» **DATASET RECORDS**:
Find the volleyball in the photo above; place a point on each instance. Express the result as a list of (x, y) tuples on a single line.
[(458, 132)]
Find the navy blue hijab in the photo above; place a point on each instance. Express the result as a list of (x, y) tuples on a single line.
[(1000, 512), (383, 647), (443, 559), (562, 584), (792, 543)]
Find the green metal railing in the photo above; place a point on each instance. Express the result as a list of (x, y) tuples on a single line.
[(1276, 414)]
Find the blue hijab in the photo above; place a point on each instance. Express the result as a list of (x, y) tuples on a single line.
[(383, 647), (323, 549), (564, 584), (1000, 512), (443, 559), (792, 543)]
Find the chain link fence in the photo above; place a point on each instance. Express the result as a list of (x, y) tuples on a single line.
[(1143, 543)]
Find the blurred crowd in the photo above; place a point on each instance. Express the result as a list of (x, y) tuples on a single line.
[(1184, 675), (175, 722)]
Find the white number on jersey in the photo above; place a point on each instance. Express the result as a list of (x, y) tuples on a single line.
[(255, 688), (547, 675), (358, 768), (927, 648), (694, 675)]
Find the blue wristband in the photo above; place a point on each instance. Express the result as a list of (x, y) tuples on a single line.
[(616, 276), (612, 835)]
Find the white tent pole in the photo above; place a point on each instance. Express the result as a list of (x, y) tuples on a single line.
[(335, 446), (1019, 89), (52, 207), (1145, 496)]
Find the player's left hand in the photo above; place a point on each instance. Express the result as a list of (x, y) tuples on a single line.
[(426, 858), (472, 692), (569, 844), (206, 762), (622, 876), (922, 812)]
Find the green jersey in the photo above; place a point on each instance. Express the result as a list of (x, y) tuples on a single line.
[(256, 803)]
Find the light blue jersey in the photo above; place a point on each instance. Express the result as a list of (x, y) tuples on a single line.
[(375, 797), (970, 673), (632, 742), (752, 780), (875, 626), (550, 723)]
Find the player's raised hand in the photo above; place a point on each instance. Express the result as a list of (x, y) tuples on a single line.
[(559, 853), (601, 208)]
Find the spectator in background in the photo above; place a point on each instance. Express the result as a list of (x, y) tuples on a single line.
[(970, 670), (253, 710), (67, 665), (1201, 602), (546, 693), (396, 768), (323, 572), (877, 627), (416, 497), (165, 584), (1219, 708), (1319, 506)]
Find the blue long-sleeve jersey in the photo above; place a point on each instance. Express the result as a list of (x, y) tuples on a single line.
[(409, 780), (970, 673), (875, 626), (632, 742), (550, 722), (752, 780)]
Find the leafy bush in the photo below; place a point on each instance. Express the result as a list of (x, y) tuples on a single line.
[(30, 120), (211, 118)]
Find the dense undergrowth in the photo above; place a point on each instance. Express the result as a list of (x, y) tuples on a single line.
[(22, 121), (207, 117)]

» **WHAT TO WORK ON**: The answer should consist of the full listing, repeated exactly.

» **RESPONSE**:
Find the volleyball in the photo above; place a point on each instance. Express the result as a list of (x, y) tuples on a single line.
[(458, 132)]
Find the navy blue hijab in the photo above; place a point on each instance. Express the result as a list of (x, y) tuples on a single line.
[(1000, 512), (383, 647), (443, 559), (562, 584), (792, 543)]
Find the green metal railing in the photo above; place a point on each instance. Express the result as a list of (x, y) tuples on a single line.
[(1276, 414)]
Find the blue hijab in the photo above; place a point on each instance. Express the result as a list of (x, y) tuples on a single line.
[(383, 647), (323, 549), (564, 584), (1000, 512), (443, 559), (792, 543)]
Find the chain link fence in the photo above; place a point on each instance. Express the result as a list of (x, y) tuples on a single line.
[(1143, 543)]
Find the blurred crowd in the photo above; place a point on each instance. Express the result as a list of (x, y) tuples on a single line.
[(1184, 675), (175, 722)]
Find the white number on jersey in the photo above; place a point on each instance. Express the result as a list of (x, y) tuples on a single line.
[(255, 688), (547, 675), (358, 768), (927, 648), (694, 675)]
Find the blue wristband in the photo above; place a point on each instance. Express the result as a list of (x, y) tuples on a single line.
[(616, 276), (612, 835)]
Find the white tent pole in the photo above; place a point on each instance. Express the result as a list of (x, y) tuples on a single line.
[(335, 446), (1019, 89), (52, 207), (1145, 496)]
Find the player's left hand in the photo above; place a point on each instance. Express the result as a list of (x, y) tuples on a single line.
[(426, 858), (472, 692), (569, 844), (206, 762), (622, 876), (922, 812)]
Find the green jersey in the photo above; place a point on each instance. Express the result as a list of (x, y) tuples on a single line.
[(256, 803)]
Find the light blue jersey in the photo above; place a point on each instance. Express the result as a list of (x, y) tuples on a single line.
[(375, 797), (970, 673), (632, 742), (752, 780), (875, 626), (550, 723)]
Find the player's raised hand in the photo above; place a point on each instance. Express the result as a list of (x, y) tuples on a single line.
[(559, 853), (601, 208)]
Find the spectator in background in the photo above; place a point on each instance. Express the result as a list of (x, y) tuples on a single line.
[(970, 670), (253, 710), (67, 665), (1201, 602), (546, 693), (396, 768), (323, 572), (877, 627), (416, 497), (165, 584), (1219, 708), (1319, 506)]
Find the blue long-sleeve jersey in the photo above; place a point on each instance. Express the result as a list of (x, y) tuples on a single line.
[(409, 780), (970, 673), (875, 626), (632, 742), (550, 722), (752, 780)]
Find the leafy bush in the photo below; place a point on each instance. Express the result as a list of (x, y) tuples on a single line.
[(30, 120), (211, 118)]
Find the dense undergrowth in the photo above; place a point on each instance. Express the result as a list of (x, y) tuples on a single line.
[(22, 121), (207, 117)]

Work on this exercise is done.